[WHAT IS BEING ASKED]: Copy, from the data below, each line that has the word "road".

[EXERCISE DATA]:
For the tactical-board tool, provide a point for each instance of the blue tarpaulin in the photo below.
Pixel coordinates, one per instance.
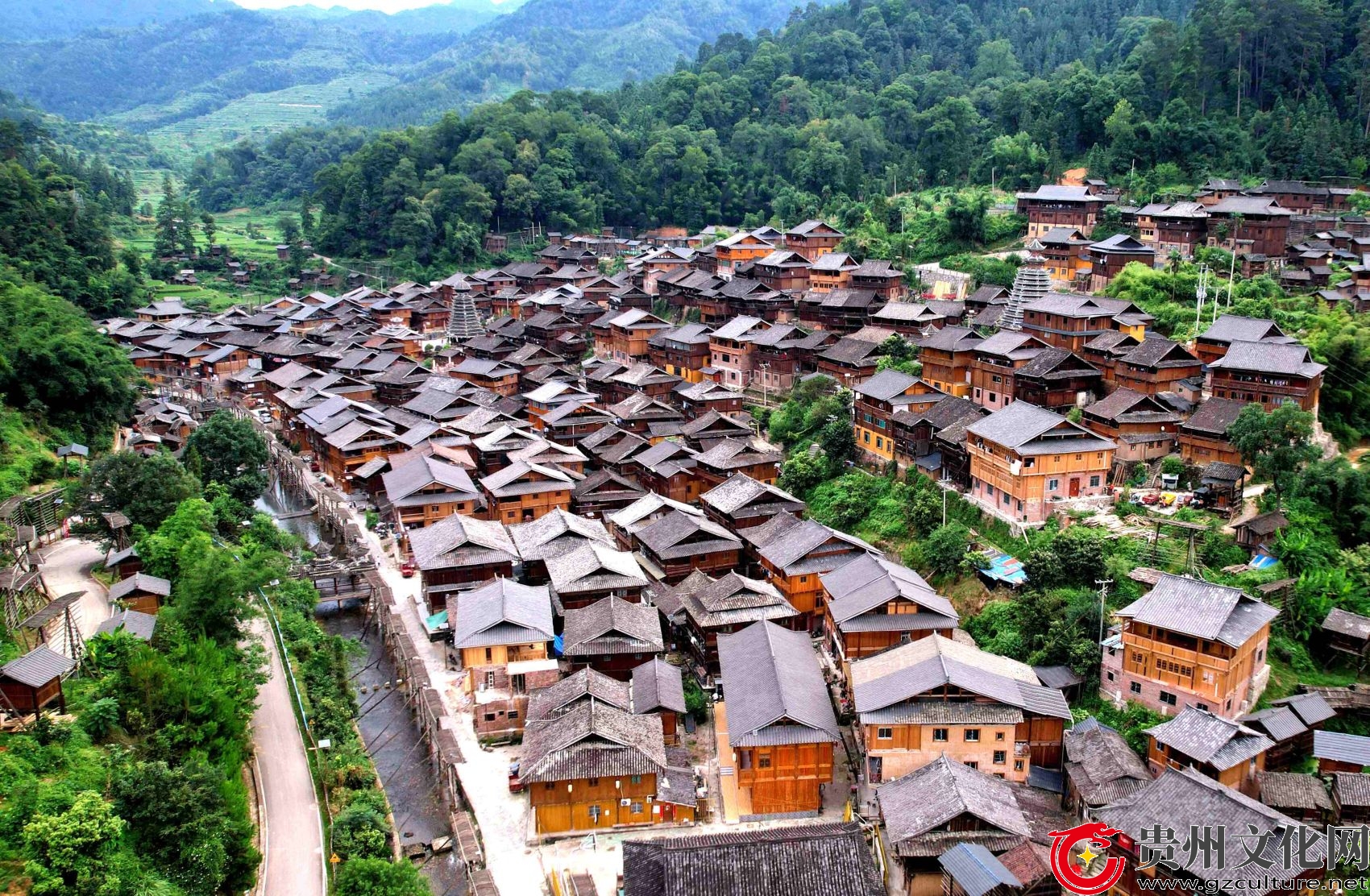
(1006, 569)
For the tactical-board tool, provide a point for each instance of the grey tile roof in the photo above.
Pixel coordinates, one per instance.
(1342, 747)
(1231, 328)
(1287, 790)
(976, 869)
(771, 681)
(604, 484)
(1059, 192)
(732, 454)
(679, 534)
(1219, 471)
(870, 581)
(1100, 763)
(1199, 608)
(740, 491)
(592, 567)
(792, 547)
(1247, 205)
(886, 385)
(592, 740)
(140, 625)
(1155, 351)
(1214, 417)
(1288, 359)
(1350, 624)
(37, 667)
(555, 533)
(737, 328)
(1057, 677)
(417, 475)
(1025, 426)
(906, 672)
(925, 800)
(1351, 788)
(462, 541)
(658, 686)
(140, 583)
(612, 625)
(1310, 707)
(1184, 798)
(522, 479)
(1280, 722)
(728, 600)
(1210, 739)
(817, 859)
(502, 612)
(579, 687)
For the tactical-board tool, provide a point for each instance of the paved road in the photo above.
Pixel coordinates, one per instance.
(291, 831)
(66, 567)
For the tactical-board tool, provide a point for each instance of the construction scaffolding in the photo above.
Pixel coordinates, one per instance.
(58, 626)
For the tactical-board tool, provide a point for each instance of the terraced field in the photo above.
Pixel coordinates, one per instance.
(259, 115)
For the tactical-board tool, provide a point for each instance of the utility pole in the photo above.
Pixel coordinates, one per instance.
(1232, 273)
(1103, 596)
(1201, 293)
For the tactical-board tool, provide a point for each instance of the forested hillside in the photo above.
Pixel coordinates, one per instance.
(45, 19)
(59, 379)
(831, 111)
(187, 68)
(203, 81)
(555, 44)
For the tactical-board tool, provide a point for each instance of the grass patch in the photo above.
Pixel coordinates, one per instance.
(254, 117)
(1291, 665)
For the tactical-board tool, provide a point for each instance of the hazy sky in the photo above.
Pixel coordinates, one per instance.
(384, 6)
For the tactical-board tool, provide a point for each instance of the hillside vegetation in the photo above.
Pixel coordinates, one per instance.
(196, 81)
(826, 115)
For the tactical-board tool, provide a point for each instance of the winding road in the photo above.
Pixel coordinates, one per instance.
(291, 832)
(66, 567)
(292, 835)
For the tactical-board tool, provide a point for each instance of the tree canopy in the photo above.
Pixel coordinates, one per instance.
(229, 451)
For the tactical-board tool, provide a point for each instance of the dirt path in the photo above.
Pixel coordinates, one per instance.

[EXPECTED OUTPUT]:
For the tactical-board tool, provide a point for each instance of the paved road in the photo above.
For the tactical-board tool, provide a point for each instance of the winding road in the photo above.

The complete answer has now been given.